Object pointing dataset records
— Begin —

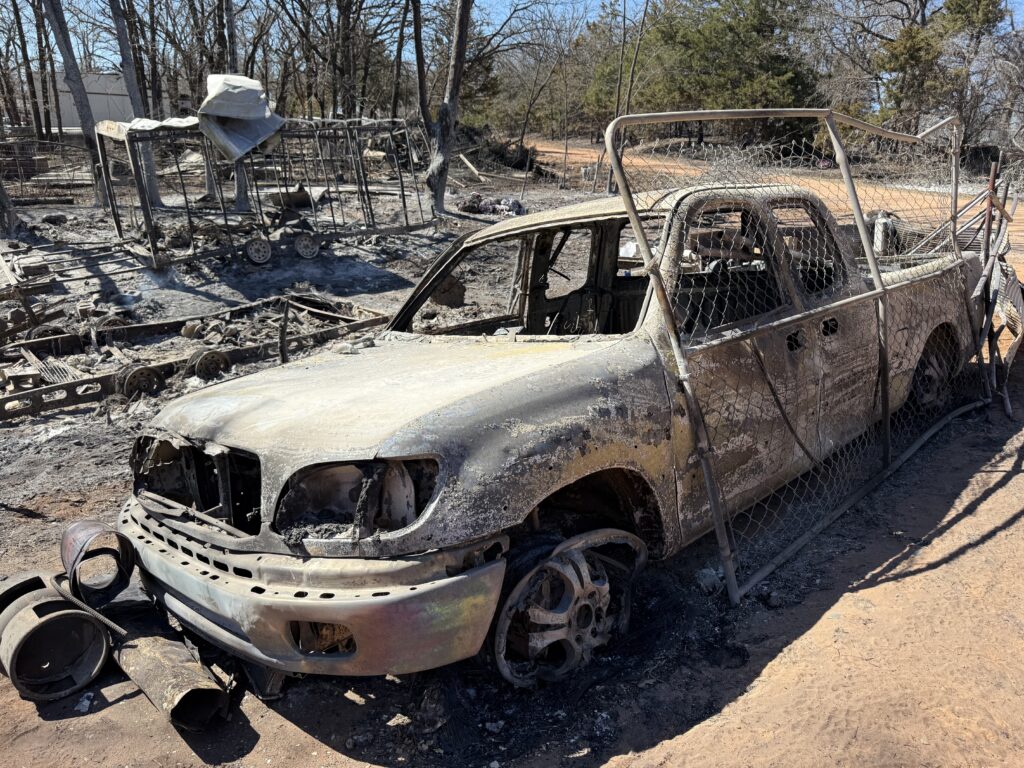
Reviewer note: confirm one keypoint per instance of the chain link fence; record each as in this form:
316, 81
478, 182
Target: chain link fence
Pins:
834, 289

— End —

**What the task asks**
Update the records by replacing "chain link fence" with "wire mesh fence" wherever it appears, keeping everything else unchanged, and omit the pictures from the rewritten version.

**Answer to the task**
Reviewer note: confirm one keypoint per instance of the wire mesh fence; record each as in this form:
316, 81
478, 182
Target: wire mesh fence
Pins:
834, 289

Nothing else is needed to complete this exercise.